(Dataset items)

>>>>

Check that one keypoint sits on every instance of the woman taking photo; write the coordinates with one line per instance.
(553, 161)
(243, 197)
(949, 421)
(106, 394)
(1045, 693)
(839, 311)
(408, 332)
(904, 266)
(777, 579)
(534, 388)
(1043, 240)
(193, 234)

<<<<

▶ **Problem to solve**:
Return every line of the records above unchanged.

▶ **Response below**:
Check that one keypoint sits on every instance of the woman taking photo; write the coordinates with one line per instance.
(553, 161)
(243, 197)
(949, 421)
(106, 394)
(1045, 693)
(839, 311)
(408, 332)
(904, 266)
(777, 579)
(534, 388)
(1043, 240)
(193, 234)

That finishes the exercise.